▶ WHAT TO WORK ON
List every row below that contains the word "green", copying each one in full. Matches are case-sensitive.

▶ STORED ROWS
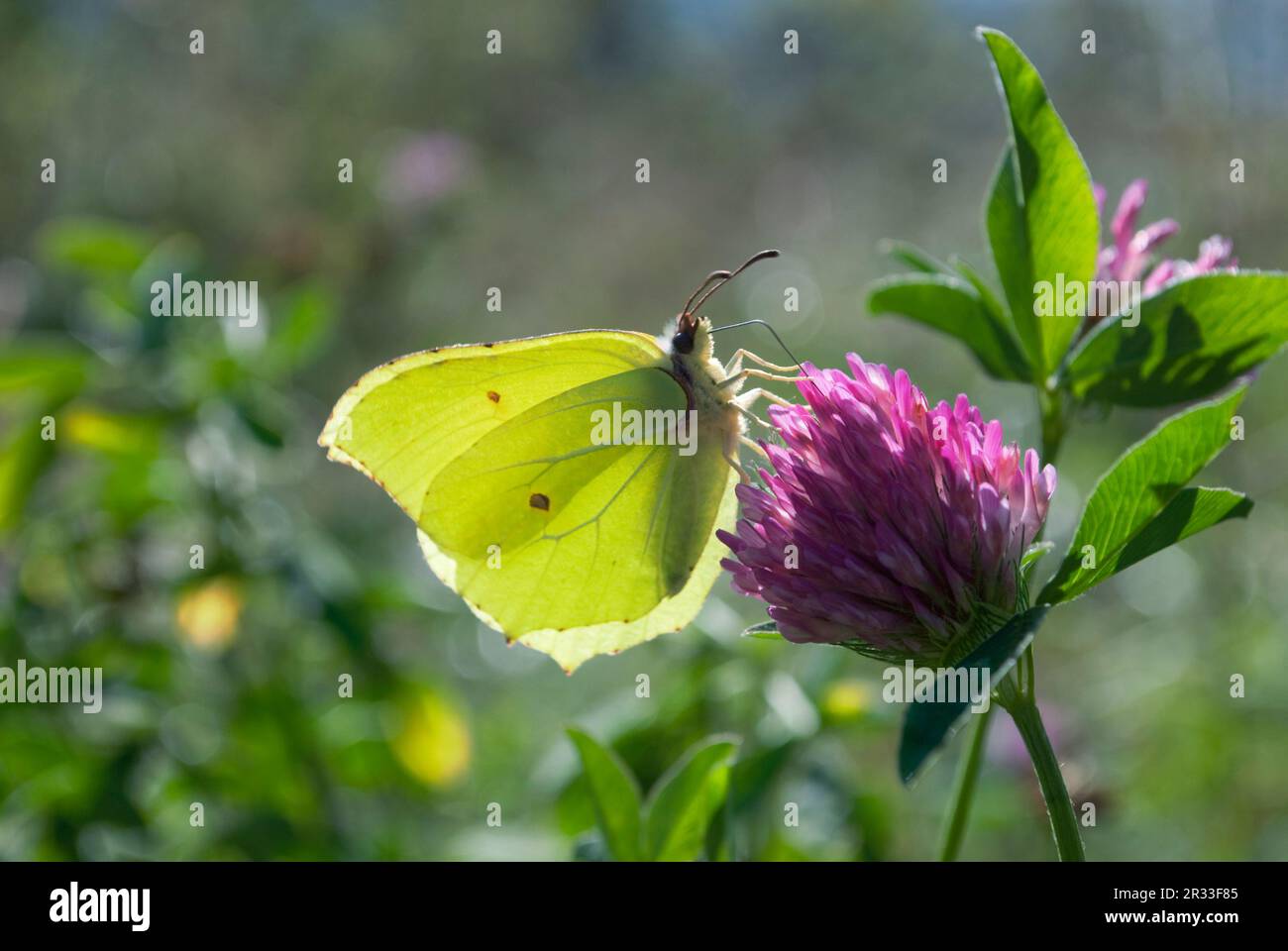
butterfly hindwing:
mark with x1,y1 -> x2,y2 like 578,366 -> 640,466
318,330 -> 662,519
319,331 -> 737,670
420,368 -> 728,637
--
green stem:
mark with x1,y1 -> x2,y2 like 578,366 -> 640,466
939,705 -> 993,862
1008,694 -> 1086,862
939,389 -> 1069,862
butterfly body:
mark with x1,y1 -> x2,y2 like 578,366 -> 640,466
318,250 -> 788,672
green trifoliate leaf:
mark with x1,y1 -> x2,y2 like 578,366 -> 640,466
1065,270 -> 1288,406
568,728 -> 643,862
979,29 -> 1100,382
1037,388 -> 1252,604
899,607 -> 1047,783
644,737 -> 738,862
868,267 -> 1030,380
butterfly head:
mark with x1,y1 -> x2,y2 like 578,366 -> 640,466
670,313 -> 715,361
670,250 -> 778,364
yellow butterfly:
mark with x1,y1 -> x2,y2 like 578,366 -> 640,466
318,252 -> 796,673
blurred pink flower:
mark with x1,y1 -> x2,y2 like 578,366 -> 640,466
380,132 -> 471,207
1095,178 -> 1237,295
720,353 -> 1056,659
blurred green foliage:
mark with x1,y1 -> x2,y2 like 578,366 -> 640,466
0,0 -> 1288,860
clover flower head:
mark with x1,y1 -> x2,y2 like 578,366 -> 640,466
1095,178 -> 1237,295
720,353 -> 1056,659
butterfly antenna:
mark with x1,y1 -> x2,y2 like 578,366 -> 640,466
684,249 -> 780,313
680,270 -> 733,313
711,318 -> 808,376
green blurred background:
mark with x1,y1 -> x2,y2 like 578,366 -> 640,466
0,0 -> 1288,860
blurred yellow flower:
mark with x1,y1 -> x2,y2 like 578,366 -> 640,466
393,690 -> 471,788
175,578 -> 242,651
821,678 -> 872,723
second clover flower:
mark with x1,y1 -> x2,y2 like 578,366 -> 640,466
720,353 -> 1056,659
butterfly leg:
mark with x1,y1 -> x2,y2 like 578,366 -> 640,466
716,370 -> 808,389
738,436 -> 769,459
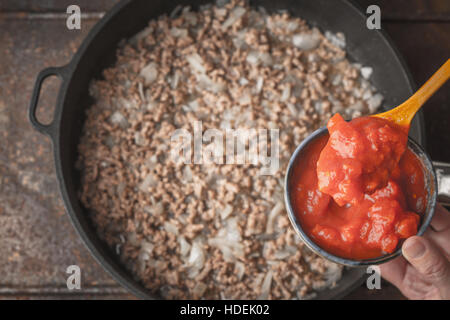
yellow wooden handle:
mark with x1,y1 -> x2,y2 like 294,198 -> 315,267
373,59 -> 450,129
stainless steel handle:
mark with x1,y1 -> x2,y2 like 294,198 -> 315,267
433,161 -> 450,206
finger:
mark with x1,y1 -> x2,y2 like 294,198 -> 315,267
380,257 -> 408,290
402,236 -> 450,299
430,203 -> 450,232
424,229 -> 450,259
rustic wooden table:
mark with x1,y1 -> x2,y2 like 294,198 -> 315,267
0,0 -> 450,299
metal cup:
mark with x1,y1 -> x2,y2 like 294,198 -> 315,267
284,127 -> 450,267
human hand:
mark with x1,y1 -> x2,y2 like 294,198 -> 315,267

▶ RESULT
green stem:
green trifoliate leaf:
blurred green foliage:
green blurred background:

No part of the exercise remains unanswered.